> [RECORDS FOR PROCESSING]:
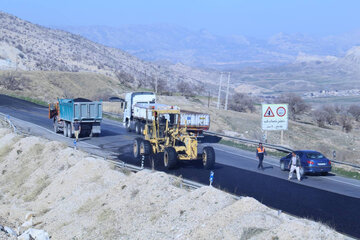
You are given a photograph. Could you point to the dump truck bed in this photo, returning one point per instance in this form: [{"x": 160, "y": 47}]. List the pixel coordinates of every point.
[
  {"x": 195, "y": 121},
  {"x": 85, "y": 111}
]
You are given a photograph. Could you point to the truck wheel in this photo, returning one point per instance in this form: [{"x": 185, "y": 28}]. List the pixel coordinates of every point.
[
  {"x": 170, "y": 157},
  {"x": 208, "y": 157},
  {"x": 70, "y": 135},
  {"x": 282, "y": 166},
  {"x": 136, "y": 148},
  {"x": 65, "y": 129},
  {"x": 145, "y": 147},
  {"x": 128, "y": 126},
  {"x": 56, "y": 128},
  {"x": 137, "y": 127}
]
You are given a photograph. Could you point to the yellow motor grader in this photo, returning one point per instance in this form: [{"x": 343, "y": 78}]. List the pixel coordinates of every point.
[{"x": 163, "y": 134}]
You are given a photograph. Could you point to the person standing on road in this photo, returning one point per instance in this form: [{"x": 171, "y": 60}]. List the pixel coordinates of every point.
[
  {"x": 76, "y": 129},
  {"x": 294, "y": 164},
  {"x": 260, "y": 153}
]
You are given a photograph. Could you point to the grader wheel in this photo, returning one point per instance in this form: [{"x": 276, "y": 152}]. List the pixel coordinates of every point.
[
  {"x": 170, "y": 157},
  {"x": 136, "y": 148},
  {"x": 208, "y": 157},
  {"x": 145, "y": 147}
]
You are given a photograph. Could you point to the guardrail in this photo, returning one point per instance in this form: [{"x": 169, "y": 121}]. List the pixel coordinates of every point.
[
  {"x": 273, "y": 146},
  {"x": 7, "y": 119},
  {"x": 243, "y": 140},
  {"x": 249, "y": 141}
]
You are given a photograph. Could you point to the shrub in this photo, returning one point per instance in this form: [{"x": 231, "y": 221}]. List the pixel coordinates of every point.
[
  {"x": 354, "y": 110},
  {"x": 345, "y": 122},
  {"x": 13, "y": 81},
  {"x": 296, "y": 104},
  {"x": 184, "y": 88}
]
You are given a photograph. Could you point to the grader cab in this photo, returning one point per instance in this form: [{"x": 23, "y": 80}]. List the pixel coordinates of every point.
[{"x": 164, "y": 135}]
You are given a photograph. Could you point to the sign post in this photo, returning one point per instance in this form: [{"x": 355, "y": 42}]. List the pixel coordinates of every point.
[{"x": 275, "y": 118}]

> [TASK ITEM]: The result should be an exact repetition of all the records. Drop the pictures.

> [TASK RESULT]:
You are given a photograph. Could you point to the dump truck bed in this photo, returning one point per instance in this form: [{"x": 160, "y": 47}]. List the pixel coordinates of every point.
[
  {"x": 195, "y": 121},
  {"x": 85, "y": 111}
]
You are given a photograph. Could you point to the truck wheel in this photo, returning one point per instance in this form: [{"x": 185, "y": 28}]. List the pixel coordinates of every point.
[
  {"x": 170, "y": 157},
  {"x": 208, "y": 157},
  {"x": 70, "y": 135},
  {"x": 282, "y": 166},
  {"x": 136, "y": 148},
  {"x": 65, "y": 129},
  {"x": 145, "y": 147},
  {"x": 128, "y": 126},
  {"x": 56, "y": 128},
  {"x": 137, "y": 127}
]
You are given a photograph. Could you point to the yellow motor grader in this photo, returning one point per instance in this form: [{"x": 343, "y": 78}]. List the pixel coordinates of every point.
[{"x": 163, "y": 134}]
You are given a photograph. Could you point to the person standing on road in this photo, returning one point per instance in this form: [{"x": 171, "y": 60}]. List the pixel coordinates of every point.
[
  {"x": 76, "y": 129},
  {"x": 294, "y": 164},
  {"x": 260, "y": 153}
]
You are given a photograph. Could you point to the grader wheel in this photo, returning one point per instance in this form: [{"x": 276, "y": 152}]. List the pixel coordinates of every point.
[
  {"x": 170, "y": 157},
  {"x": 136, "y": 148},
  {"x": 208, "y": 157},
  {"x": 145, "y": 147}
]
You are given a photograph. Could you point to the guardrail in this photo, returning one point per instance in this form: [{"x": 169, "y": 121}]. List the pixel coordinates of every point.
[
  {"x": 273, "y": 146},
  {"x": 7, "y": 119},
  {"x": 243, "y": 140},
  {"x": 249, "y": 141}
]
You are given a photograph. Could you point to the shrub in this photo, returning one point per instance in this form: [{"x": 231, "y": 221}]. List the pixel coordinates of every point.
[
  {"x": 354, "y": 110},
  {"x": 345, "y": 122},
  {"x": 13, "y": 81},
  {"x": 296, "y": 104},
  {"x": 184, "y": 88}
]
You are given a photograph. Could you point to the grader cab in this photo, returning one point per instance in this form: [{"x": 23, "y": 80}]. List the pixel coordinates of every point.
[{"x": 164, "y": 135}]
You are given a photograph. Could you point to the sign post in this photo, returning one point per instance in this form: [{"x": 355, "y": 42}]. List the pixel coordinates of every point.
[{"x": 275, "y": 118}]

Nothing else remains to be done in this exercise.